• YOUR ASSIGNMENT:
When the line containing "For every instance of the patterned fabric, the" appears in the entries below, begin printing there and stop after the line containing "For every instance of the book, the"; print each of those lines exactly and no other line.
•••
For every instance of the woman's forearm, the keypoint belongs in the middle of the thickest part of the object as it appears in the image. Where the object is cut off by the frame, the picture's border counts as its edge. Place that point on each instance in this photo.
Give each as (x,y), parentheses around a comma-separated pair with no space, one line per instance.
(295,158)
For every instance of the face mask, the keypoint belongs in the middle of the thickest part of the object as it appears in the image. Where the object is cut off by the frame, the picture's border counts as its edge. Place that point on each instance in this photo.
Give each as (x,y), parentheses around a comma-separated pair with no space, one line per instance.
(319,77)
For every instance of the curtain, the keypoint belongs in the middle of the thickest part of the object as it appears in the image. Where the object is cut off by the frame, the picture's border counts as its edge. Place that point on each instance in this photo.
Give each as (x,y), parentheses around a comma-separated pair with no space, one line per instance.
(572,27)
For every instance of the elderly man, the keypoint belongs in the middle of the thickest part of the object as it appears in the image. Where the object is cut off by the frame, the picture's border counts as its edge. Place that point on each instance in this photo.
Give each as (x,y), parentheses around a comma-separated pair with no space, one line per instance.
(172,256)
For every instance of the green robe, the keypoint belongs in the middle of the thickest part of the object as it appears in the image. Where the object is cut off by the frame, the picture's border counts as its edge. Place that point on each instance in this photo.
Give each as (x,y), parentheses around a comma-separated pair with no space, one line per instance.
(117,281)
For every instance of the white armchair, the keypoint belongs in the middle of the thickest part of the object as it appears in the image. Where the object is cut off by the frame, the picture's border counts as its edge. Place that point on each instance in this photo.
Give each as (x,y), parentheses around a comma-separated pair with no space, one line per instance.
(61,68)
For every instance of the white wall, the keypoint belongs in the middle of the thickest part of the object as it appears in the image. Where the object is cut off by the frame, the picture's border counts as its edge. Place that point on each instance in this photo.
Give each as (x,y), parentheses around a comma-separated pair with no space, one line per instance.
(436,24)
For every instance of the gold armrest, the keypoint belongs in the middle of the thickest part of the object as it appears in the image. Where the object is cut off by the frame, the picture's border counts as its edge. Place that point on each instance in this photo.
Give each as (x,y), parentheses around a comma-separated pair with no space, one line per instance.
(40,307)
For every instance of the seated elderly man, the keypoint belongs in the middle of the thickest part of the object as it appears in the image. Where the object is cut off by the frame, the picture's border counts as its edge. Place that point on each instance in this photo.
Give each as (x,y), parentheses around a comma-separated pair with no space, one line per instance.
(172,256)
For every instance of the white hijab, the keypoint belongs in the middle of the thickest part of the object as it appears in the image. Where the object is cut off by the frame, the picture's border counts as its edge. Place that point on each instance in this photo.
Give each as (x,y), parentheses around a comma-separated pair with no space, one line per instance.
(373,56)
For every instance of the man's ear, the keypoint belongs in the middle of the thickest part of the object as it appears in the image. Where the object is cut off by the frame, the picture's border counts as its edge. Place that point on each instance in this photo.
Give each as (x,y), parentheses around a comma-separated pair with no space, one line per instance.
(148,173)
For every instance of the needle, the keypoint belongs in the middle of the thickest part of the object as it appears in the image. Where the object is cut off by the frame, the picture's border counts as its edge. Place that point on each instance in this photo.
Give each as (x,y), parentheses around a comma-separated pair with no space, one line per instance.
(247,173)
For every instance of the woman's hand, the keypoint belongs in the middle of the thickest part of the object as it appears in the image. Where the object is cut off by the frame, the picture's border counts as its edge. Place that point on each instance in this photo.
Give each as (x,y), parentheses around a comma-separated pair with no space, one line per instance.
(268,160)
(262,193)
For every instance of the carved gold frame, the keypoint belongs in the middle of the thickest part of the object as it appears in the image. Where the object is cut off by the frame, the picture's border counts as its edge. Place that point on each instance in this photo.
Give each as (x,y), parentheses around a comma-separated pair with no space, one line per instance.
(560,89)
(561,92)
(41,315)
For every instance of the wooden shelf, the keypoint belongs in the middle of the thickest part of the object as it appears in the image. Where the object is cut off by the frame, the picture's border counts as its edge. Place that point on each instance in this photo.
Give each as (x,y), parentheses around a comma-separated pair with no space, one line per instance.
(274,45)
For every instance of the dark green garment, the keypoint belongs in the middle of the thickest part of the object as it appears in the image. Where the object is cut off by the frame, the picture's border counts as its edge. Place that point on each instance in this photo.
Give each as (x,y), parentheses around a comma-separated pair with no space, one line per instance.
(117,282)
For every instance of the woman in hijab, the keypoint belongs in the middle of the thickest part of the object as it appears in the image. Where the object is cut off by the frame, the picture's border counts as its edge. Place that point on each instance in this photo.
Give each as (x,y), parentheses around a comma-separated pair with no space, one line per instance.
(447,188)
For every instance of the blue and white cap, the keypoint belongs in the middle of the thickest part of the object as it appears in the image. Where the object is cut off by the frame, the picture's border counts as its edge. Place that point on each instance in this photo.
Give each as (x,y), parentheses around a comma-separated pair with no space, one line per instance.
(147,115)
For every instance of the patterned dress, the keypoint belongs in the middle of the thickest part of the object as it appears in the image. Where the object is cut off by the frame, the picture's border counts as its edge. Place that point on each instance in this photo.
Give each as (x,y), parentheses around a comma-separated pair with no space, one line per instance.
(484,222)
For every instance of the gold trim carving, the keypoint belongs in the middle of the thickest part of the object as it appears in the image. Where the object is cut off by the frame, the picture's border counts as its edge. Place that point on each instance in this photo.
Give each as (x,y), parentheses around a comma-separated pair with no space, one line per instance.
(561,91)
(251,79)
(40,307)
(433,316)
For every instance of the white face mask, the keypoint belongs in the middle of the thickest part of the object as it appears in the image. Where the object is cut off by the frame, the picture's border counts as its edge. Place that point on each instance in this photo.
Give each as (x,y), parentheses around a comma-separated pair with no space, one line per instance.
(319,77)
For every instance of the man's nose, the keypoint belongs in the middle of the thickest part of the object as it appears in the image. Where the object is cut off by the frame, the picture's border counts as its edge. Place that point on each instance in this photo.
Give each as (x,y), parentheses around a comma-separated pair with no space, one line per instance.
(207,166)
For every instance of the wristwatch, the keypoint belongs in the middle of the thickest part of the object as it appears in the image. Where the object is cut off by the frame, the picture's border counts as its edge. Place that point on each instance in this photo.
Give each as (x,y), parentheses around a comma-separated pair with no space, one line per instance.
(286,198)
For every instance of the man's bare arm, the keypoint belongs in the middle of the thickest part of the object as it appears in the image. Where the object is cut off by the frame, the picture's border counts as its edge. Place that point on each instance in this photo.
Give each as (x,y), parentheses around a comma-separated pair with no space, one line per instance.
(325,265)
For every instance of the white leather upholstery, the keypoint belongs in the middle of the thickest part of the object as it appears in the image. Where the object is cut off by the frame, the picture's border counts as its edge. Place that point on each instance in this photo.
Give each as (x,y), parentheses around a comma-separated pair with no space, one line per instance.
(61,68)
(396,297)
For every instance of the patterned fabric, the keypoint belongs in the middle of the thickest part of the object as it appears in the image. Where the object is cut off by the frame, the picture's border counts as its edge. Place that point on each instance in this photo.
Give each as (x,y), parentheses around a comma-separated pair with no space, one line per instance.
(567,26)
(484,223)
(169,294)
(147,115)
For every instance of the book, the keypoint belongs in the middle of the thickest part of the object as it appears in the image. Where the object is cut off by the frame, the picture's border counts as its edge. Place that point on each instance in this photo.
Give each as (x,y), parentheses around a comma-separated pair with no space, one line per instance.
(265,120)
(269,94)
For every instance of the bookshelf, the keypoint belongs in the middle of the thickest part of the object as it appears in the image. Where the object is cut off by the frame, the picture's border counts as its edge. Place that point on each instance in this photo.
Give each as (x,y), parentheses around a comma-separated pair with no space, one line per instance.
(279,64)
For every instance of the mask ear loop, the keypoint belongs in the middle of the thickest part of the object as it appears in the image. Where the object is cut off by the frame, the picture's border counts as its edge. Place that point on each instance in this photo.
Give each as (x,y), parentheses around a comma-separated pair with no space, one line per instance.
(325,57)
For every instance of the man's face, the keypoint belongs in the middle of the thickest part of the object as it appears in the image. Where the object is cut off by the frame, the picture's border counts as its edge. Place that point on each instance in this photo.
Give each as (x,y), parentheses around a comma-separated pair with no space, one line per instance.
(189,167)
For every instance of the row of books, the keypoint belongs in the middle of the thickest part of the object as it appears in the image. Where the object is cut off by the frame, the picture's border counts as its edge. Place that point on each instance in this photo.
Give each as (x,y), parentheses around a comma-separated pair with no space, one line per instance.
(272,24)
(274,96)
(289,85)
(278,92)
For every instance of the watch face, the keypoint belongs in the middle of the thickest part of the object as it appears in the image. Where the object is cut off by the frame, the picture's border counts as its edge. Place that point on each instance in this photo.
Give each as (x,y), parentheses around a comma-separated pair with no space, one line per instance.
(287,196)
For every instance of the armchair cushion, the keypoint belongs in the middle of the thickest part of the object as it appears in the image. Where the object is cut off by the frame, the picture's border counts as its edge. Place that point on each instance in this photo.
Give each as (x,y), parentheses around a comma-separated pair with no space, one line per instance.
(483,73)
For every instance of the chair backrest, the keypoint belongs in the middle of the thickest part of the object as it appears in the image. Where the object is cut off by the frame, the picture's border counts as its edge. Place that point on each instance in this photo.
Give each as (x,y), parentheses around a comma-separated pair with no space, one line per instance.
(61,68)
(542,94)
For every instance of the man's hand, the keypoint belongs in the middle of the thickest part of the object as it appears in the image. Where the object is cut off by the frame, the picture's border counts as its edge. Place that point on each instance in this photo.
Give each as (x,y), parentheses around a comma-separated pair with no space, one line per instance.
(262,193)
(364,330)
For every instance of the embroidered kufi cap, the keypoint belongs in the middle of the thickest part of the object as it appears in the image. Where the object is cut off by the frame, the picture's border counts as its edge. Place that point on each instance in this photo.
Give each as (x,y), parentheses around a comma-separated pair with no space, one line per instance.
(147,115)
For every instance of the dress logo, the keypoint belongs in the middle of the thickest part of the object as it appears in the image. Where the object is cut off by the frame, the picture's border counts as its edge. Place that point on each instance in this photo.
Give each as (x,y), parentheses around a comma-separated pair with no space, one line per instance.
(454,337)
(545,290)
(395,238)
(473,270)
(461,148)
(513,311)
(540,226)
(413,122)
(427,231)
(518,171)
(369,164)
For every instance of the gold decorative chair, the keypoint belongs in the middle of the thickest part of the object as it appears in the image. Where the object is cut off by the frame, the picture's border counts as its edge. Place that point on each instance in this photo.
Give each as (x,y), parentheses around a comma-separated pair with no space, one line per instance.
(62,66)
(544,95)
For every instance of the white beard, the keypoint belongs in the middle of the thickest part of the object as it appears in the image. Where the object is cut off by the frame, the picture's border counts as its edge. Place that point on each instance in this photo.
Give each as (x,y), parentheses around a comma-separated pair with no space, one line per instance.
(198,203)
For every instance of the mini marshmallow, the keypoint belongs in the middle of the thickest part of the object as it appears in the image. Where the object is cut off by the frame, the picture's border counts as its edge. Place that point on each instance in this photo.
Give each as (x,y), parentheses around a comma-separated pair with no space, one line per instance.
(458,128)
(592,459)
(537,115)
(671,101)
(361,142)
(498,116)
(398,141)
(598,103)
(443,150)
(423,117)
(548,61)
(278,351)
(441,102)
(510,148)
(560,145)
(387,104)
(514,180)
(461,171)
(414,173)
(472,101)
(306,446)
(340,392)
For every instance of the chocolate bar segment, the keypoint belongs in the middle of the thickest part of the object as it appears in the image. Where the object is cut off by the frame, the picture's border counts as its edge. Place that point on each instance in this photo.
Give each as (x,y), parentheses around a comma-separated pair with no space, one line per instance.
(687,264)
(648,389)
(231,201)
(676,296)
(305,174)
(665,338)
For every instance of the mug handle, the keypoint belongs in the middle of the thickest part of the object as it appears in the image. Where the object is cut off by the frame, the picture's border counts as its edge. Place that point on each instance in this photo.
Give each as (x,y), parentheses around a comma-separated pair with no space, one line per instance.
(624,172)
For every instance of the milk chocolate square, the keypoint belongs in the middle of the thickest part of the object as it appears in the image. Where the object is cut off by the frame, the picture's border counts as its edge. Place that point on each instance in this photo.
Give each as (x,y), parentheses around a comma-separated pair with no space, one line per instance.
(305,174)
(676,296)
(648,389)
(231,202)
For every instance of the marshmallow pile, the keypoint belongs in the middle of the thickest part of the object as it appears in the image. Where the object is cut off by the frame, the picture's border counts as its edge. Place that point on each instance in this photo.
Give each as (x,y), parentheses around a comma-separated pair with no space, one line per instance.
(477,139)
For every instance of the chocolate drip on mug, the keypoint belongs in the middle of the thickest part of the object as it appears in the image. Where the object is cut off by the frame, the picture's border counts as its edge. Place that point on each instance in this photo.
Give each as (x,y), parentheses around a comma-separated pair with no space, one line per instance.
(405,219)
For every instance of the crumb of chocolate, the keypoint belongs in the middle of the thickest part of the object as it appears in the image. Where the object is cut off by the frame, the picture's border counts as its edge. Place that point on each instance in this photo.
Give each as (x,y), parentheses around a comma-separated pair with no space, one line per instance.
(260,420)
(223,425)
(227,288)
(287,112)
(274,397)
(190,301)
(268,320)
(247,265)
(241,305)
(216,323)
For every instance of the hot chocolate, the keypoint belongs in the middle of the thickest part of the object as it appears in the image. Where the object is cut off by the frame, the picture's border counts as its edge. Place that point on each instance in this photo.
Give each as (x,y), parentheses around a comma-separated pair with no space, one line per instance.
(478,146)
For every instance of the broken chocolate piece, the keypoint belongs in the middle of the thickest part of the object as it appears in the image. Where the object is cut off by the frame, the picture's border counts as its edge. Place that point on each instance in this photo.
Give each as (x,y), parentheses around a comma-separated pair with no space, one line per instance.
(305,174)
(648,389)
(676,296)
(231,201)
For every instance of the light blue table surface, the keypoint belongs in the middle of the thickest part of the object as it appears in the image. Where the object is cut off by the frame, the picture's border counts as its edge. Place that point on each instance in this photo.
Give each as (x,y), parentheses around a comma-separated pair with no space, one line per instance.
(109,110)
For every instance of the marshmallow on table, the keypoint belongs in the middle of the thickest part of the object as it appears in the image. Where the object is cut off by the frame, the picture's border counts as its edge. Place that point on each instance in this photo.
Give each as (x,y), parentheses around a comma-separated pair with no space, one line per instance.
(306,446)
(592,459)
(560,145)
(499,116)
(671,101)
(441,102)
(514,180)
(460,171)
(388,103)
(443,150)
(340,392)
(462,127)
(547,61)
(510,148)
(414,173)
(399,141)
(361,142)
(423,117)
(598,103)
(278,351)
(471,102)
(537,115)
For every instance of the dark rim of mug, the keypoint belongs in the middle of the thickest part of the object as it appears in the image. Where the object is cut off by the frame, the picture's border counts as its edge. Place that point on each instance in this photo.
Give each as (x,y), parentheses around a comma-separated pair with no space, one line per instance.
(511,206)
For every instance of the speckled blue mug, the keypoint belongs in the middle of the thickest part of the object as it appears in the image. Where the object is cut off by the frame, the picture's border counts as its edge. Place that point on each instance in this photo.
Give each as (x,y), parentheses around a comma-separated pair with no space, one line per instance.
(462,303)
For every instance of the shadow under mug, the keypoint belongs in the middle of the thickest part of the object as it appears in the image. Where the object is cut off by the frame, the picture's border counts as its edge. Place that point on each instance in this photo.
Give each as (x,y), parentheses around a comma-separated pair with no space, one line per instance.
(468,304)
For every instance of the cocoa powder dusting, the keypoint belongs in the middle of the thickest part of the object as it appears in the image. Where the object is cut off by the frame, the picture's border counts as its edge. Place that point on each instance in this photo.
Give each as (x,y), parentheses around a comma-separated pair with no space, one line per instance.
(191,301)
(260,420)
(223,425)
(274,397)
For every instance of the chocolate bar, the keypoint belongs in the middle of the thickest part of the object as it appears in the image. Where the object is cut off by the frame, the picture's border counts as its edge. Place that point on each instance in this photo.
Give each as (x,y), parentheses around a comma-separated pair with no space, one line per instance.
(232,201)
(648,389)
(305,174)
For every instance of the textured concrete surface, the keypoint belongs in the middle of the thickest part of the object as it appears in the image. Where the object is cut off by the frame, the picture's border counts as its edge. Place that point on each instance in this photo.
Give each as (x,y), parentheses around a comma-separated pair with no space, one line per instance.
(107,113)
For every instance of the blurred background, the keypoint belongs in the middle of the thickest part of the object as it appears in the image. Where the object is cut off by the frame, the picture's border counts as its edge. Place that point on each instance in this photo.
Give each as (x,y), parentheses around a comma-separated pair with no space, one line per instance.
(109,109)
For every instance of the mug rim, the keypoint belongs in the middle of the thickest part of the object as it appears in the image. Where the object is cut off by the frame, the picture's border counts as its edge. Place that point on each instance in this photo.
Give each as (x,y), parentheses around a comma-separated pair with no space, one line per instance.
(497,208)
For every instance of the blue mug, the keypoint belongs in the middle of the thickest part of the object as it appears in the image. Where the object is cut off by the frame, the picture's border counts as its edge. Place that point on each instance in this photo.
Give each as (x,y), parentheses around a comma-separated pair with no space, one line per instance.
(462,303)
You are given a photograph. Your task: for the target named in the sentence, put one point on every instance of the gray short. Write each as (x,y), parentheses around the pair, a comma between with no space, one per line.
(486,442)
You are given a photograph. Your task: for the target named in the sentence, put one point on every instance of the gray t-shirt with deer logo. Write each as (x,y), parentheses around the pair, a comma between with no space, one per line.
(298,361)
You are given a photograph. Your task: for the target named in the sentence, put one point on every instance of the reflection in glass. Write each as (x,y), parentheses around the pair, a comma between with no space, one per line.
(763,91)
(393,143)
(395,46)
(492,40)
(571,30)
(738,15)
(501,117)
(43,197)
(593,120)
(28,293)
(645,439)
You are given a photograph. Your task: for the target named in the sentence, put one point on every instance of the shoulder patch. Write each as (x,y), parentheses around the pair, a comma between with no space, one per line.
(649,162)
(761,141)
•••
• SOLUTION:
For every instance of the patterned fabric, the keypoint belongs in the middle of the thickest part of the object as it appears in the image. Where the object is cut off by the frame, the picture's border counts as its edge. Place that point on each instance in this photo.
Give each as (x,y), parentheses around a comma-separated pair with no space, one line per instance.
(567,26)
(484,223)
(169,294)
(147,115)
For every instance of the book, the keypoint belongs in the middle of the thickest part of the object as it appears in the image. Where the object is cut off by the frame, the picture's border counts as its edge. Place that point on each instance in this photo.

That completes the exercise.